Begin Stored data

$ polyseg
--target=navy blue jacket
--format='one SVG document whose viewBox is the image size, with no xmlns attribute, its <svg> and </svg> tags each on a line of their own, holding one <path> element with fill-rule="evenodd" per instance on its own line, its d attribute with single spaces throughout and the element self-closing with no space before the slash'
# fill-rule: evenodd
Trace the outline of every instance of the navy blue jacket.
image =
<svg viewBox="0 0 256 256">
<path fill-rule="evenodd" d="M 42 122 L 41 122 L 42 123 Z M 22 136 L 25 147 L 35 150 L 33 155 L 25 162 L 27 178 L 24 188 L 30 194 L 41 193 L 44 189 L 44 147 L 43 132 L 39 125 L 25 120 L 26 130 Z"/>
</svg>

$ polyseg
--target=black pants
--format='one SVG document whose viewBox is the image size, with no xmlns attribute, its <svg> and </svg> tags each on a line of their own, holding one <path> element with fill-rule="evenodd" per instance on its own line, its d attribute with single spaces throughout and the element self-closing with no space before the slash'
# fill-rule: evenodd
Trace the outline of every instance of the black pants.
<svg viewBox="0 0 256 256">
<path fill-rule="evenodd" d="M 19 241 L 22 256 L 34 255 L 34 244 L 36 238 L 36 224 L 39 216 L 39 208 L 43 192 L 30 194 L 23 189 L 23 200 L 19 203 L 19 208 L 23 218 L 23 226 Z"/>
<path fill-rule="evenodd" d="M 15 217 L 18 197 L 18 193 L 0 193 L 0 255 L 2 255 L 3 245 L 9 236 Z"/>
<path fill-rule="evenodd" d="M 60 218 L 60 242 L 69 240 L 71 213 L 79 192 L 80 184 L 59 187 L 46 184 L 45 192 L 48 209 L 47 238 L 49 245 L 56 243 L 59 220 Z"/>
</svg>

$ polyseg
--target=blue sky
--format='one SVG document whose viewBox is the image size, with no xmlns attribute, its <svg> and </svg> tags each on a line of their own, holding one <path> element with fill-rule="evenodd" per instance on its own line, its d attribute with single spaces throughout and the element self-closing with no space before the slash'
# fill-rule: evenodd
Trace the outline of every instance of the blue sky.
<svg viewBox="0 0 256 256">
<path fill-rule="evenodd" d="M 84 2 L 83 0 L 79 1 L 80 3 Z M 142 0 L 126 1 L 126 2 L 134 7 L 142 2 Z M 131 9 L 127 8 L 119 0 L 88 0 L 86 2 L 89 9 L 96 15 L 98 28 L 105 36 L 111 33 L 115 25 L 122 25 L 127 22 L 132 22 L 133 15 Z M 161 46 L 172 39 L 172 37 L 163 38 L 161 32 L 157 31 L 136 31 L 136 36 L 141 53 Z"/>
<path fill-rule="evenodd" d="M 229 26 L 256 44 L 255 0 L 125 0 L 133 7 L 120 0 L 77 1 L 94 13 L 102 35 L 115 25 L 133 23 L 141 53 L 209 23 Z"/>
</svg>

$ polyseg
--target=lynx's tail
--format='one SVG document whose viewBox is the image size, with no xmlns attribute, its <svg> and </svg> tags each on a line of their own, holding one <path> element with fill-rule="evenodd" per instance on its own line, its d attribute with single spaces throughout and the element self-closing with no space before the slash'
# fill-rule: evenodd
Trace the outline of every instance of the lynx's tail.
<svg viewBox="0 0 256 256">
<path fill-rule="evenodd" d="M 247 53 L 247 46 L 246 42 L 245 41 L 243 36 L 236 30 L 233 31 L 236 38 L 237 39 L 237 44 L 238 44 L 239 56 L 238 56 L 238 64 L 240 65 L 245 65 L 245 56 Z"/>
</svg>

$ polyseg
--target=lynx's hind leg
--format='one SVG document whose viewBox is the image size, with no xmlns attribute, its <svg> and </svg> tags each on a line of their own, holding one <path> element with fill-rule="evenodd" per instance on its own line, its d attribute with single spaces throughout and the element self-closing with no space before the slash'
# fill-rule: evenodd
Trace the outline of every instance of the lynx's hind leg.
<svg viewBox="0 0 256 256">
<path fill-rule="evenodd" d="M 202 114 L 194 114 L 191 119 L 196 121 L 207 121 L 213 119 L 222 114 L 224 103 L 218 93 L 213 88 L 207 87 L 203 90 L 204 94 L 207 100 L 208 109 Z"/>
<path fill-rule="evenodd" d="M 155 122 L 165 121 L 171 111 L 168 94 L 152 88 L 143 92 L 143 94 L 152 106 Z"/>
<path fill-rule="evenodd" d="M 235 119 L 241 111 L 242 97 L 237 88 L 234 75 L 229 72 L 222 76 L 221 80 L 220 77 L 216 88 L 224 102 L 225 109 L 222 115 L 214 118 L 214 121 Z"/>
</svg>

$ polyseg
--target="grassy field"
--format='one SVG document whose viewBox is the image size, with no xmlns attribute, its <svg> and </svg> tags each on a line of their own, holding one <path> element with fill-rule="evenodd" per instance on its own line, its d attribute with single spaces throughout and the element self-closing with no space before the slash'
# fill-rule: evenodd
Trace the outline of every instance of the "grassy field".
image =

End Stored data

### What is needed
How many lines in the entries above contain the word "Trace"? Reply with the number alone.

### Task output
6